To be done
Which of the lines below contain the word "bumper"? Return each such line in full.

----- Entries supplied -----

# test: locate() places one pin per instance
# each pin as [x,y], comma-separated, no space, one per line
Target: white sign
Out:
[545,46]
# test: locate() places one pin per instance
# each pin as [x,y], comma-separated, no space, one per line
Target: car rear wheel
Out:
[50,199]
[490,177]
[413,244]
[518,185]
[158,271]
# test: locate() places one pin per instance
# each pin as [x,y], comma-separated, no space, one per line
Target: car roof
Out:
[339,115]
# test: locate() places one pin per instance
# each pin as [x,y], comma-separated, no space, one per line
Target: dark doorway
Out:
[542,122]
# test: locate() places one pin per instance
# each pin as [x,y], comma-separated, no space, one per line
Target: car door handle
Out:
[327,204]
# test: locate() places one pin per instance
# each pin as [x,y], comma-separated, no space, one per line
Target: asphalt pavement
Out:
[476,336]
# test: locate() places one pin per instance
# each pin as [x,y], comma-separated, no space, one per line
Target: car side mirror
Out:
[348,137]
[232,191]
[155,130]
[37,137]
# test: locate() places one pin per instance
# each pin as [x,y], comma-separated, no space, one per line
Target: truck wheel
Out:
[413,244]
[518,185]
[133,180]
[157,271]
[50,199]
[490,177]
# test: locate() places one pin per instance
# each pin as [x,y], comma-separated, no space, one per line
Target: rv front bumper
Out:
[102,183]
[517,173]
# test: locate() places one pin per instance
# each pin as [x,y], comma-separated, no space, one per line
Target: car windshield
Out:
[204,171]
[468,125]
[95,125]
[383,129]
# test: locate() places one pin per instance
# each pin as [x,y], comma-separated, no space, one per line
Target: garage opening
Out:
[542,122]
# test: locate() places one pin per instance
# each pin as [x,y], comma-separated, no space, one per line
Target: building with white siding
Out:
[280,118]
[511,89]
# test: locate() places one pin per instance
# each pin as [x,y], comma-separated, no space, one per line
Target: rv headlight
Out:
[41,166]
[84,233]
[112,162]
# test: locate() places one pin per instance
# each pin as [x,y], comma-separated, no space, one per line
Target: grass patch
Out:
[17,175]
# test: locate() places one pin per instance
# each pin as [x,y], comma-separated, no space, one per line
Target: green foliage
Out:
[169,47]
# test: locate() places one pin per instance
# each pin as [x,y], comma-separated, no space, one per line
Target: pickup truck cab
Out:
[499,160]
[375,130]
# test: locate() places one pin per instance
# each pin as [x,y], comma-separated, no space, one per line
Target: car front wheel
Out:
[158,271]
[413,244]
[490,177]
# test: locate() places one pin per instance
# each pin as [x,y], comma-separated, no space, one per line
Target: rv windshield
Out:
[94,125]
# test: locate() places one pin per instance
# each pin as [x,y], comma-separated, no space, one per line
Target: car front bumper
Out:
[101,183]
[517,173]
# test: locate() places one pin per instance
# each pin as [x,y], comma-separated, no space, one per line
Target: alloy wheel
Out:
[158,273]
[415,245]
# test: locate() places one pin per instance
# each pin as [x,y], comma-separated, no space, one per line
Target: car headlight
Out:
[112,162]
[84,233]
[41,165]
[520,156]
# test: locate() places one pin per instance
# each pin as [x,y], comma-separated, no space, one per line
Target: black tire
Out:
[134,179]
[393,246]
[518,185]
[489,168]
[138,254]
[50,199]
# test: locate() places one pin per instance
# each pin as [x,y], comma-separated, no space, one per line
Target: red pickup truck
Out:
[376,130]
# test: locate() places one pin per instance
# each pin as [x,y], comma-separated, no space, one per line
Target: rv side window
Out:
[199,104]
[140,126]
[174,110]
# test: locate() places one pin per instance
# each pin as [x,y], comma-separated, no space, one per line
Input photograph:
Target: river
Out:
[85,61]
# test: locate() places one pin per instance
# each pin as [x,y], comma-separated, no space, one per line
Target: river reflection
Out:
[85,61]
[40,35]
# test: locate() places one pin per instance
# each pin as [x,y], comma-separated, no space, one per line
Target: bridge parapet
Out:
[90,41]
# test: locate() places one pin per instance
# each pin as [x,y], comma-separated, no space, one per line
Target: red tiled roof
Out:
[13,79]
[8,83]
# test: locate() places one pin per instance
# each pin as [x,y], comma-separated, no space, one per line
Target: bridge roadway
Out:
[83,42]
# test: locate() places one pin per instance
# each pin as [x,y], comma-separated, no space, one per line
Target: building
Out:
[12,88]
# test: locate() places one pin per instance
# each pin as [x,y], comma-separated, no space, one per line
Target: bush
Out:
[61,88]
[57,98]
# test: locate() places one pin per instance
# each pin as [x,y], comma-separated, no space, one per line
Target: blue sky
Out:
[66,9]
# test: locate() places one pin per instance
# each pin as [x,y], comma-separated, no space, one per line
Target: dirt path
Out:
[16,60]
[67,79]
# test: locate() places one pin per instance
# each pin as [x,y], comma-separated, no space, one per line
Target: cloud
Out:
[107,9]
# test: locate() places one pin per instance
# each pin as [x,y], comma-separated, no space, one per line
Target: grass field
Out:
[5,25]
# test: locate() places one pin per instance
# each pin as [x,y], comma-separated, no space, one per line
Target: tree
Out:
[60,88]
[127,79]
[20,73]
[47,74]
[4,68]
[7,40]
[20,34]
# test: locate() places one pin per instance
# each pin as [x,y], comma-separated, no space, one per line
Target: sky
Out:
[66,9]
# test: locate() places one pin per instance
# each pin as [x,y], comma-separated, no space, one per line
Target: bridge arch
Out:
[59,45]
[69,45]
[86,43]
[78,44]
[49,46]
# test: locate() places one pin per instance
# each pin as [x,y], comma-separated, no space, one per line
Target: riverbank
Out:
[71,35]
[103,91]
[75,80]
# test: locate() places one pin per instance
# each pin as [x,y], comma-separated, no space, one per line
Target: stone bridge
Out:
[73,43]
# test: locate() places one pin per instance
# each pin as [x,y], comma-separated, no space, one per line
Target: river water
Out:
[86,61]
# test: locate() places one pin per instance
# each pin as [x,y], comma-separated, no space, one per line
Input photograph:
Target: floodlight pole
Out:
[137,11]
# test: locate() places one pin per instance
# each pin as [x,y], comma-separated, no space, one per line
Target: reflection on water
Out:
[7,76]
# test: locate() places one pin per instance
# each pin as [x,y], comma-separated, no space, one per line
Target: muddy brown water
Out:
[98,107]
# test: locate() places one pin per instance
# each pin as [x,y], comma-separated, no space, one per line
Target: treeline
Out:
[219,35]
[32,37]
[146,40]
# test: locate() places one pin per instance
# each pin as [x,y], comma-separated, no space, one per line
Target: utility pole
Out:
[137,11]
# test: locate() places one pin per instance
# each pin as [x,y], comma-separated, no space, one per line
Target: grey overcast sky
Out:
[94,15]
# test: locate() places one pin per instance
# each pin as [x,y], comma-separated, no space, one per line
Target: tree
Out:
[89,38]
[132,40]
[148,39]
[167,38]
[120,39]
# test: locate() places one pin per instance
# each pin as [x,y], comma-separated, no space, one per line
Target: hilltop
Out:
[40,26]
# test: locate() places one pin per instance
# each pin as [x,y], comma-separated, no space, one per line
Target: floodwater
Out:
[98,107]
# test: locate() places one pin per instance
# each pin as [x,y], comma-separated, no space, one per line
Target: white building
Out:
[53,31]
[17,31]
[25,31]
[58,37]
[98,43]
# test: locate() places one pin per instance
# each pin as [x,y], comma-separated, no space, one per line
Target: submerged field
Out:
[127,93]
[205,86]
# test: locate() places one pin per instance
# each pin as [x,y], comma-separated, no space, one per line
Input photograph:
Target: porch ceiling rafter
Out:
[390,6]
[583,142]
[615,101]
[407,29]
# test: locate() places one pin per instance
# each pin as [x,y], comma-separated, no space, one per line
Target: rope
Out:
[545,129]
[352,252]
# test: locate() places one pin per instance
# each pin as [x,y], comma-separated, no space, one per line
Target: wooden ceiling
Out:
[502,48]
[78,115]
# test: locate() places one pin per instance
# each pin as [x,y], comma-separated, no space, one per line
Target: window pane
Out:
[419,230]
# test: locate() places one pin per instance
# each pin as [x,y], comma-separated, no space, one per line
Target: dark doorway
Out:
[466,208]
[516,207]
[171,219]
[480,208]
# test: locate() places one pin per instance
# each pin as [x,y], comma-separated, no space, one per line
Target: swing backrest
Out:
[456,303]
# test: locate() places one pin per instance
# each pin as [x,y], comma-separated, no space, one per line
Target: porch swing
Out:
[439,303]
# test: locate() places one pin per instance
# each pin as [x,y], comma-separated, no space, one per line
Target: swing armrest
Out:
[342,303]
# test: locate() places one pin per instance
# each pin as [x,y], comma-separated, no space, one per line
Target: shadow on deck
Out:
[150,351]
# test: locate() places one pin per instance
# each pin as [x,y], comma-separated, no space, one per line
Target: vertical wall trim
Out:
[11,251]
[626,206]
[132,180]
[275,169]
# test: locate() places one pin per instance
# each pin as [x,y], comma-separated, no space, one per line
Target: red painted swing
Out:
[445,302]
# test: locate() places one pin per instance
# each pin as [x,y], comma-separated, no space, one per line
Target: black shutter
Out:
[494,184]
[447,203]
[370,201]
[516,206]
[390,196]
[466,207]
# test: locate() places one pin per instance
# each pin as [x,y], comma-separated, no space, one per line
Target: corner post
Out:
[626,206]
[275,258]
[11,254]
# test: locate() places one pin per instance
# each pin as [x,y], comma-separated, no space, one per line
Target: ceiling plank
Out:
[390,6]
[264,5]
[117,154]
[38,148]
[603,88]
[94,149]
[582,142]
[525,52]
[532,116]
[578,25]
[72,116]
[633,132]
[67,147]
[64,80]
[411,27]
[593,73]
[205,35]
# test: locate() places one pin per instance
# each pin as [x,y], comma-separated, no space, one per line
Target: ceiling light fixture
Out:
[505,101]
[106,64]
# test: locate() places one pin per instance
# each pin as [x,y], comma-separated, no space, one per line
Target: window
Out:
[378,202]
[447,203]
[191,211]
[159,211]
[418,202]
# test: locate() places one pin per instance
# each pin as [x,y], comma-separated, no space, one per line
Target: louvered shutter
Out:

-----

Solution below
Target: rv front bumper
Target: car front bumper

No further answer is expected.